TASK STATEMENT:
An exact reproduction of the records is required, with all images left out.

-------- EXERCISE MATERIAL --------

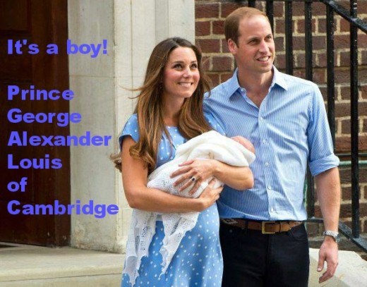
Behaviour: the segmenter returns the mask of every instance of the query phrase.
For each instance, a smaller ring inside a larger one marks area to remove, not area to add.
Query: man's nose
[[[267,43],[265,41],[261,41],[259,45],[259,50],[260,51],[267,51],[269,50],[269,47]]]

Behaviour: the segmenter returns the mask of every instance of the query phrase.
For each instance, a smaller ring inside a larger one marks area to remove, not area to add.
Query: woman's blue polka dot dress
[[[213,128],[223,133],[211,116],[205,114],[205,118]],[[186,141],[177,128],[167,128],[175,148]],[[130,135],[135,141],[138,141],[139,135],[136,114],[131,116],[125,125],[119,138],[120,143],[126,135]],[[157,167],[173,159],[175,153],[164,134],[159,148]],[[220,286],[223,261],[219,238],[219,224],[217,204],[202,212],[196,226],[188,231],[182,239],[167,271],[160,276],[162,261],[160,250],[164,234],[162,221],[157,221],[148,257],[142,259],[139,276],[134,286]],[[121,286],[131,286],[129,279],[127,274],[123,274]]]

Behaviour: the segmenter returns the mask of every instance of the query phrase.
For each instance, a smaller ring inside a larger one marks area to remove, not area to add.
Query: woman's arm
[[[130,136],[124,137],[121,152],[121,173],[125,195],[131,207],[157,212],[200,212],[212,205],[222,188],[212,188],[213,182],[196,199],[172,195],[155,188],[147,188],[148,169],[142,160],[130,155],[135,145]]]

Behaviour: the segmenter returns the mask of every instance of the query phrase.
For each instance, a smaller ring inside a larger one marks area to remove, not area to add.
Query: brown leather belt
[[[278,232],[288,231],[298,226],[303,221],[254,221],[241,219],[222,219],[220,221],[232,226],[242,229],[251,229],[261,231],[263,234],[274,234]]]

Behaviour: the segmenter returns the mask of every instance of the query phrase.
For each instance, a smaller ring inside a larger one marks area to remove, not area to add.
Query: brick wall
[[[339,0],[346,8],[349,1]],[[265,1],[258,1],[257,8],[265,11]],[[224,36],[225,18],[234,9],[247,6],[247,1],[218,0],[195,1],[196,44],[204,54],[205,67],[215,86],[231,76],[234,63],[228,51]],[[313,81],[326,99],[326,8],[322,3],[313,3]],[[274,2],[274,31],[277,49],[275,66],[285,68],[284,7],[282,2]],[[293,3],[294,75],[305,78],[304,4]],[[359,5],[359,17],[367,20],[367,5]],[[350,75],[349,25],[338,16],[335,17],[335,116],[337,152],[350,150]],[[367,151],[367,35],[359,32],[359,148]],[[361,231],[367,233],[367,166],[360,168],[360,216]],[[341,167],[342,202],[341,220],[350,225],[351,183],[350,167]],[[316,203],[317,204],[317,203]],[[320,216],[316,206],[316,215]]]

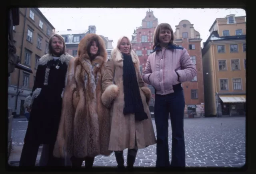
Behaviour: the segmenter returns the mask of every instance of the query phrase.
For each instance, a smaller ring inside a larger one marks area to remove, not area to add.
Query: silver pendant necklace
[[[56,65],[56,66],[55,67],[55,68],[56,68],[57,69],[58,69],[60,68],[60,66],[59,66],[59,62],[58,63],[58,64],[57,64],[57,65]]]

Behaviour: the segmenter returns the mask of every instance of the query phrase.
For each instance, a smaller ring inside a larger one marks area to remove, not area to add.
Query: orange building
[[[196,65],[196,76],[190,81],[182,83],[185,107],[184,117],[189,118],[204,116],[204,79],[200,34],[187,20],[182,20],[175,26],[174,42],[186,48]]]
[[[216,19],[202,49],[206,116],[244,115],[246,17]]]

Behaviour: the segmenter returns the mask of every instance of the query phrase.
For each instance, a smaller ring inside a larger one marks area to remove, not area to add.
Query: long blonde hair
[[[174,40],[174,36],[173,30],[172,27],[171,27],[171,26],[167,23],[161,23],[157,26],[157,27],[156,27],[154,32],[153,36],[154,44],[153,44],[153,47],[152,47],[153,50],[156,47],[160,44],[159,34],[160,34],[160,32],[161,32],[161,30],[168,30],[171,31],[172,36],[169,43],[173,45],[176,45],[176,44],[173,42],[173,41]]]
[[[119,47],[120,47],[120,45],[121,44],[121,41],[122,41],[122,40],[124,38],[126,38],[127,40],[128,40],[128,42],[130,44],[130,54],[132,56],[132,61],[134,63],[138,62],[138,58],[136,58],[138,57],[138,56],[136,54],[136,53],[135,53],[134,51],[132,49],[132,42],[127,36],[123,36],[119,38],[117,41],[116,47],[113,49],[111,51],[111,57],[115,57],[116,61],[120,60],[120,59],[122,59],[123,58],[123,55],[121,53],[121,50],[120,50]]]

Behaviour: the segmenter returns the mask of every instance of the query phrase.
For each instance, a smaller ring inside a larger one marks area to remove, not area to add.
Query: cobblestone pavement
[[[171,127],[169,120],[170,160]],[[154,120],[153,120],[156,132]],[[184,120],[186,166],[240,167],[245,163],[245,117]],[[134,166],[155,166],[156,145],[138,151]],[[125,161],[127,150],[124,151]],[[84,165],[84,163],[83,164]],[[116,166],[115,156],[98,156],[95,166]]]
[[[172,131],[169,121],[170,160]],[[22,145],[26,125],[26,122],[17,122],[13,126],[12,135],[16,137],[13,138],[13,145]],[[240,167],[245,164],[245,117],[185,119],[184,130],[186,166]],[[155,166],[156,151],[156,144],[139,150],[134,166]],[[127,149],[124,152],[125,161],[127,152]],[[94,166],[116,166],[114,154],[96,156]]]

--------

TASK OUTPUT:
Behaviour: the segmenter returns the mask of every instance of the query phrase.
For each instance, a smaller ring inside a larger one marks area to remove, not area to add.
Query: man's nose
[[[267,43],[265,41],[261,41],[259,45],[259,50],[260,51],[267,51],[269,50],[269,47]]]

Behaviour: the segmenter returns the mask of every instance of the query phrase.
For each instance, a smaller ring inside a larger one marks area to remove, not area to add.
Query: woman's blue polka dot dress
[[[213,128],[223,133],[211,116],[205,114],[205,118]],[[186,141],[177,128],[167,128],[175,148]],[[130,135],[135,141],[138,141],[139,135],[136,114],[131,116],[125,125],[119,138],[120,143],[126,135]],[[157,167],[173,159],[175,153],[164,134],[159,148]],[[220,286],[223,261],[219,238],[219,224],[217,204],[202,212],[196,226],[188,231],[182,239],[167,271],[160,276],[162,261],[160,250],[164,234],[162,221],[157,221],[148,257],[142,259],[139,276],[134,286]],[[121,286],[131,286],[129,279],[127,274],[123,274]]]

Behaviour: the segmenter returns the mask of every instance of the query phrase.
For each instance, a smaller ring inside a larger one marks area to remove, not area to add.
Query: woman's arm
[[[130,136],[124,137],[121,152],[121,173],[125,195],[131,207],[157,212],[200,212],[212,205],[222,188],[212,188],[213,182],[196,199],[172,195],[155,188],[147,188],[148,169],[142,160],[130,155],[135,145]]]

Behaviour: the segmenter returns the mask of every instance of the query phrase.
For each instance, a smaller ring inside a larger one marks area to remove, not area to add.
Query: brown leather belt
[[[278,232],[288,231],[298,226],[303,221],[254,221],[241,219],[222,219],[220,221],[232,226],[242,229],[251,229],[261,231],[263,234],[274,234]]]

Behaviour: the segmenter returns the mask of every instance of the query phrase.
For each instance, a smaller ring inside a larger one marks area to remove, not area to add.
Query: brick wall
[[[339,0],[346,8],[349,1]],[[265,1],[258,1],[257,8],[265,11]],[[224,36],[225,18],[234,9],[247,6],[247,1],[218,0],[195,1],[196,44],[204,54],[205,67],[215,86],[231,76],[234,63],[228,51]],[[313,81],[326,99],[326,8],[322,3],[313,3]],[[274,2],[274,31],[277,49],[275,66],[285,68],[284,7],[282,2]],[[293,3],[294,75],[305,78],[304,4]],[[359,5],[359,17],[367,20],[367,5]],[[350,75],[349,25],[338,16],[335,17],[335,116],[337,152],[350,150]],[[367,151],[367,35],[359,32],[359,148]],[[361,231],[367,233],[367,166],[360,168],[360,216]],[[341,167],[342,202],[341,220],[350,225],[351,183],[350,167]],[[316,203],[317,204],[317,203]],[[320,216],[316,206],[316,215]]]

Behaviour: the segmenter returns the mask of every instance of the query phrase.
For each instance, a smaller ring inside a larger one marks area to remove, not area to add.
Query: silver pendant necklace
[[[56,65],[56,66],[55,67],[55,68],[56,68],[57,69],[58,69],[60,68],[60,66],[59,66],[59,62],[58,63],[58,64],[57,64],[57,65]]]

Behaviour: the segmenter returns the mask of every instance of the query phrase.
For each instance, a smaller ring inside a larger one marks area to remove, not area to add.
Query: orange building
[[[196,65],[196,76],[190,81],[182,83],[185,107],[184,117],[189,118],[204,116],[204,79],[200,34],[187,20],[182,20],[175,26],[174,42],[186,48]]]
[[[216,19],[202,49],[206,116],[244,115],[246,17]]]

Behaviour: the segmenter returns the mask of every instance of the query phrase.
For each instance, a smaller ring inside a larger one marks area to remove, not area to add.
Query: long blonde hair
[[[174,40],[174,36],[173,30],[172,27],[171,27],[171,26],[167,23],[161,23],[157,26],[157,27],[156,27],[154,32],[153,36],[154,44],[153,44],[153,47],[152,47],[153,50],[156,47],[160,44],[159,34],[160,34],[160,32],[161,32],[161,30],[168,30],[171,31],[172,36],[169,43],[173,45],[176,45],[176,44],[173,42],[173,41]]]
[[[119,47],[120,47],[120,45],[121,44],[121,41],[122,41],[122,40],[124,38],[126,38],[127,40],[128,40],[128,42],[130,44],[130,54],[132,56],[132,61],[134,63],[138,62],[138,58],[136,58],[138,57],[138,56],[136,54],[136,53],[135,53],[134,51],[132,49],[132,42],[127,36],[123,36],[119,38],[117,41],[116,47],[113,49],[111,51],[111,57],[115,57],[116,61],[120,60],[120,59],[122,59],[123,58],[123,55],[121,53],[121,50],[120,50]]]

Behaviour: the segmenter returns the mask of every instance of the query phrase.
For each instance, a smaller ring inside a larger one marks area to remove, not area to add.
Query: cobblestone pavement
[[[171,127],[169,120],[170,160]],[[154,120],[153,120],[156,132]],[[184,120],[186,166],[240,167],[245,163],[245,117]],[[134,166],[155,166],[156,145],[138,151]],[[125,161],[127,150],[124,151]],[[84,165],[84,163],[83,164]],[[116,166],[115,156],[98,156],[95,166]]]
[[[172,131],[169,121],[170,160]],[[22,145],[26,125],[26,122],[17,122],[13,126],[12,135],[16,137],[13,138],[13,145]],[[240,167],[245,164],[245,117],[185,119],[184,130],[186,166]],[[155,166],[156,151],[156,144],[139,150],[134,166]],[[127,149],[124,152],[125,161],[127,152]],[[94,166],[116,166],[114,154],[96,156]]]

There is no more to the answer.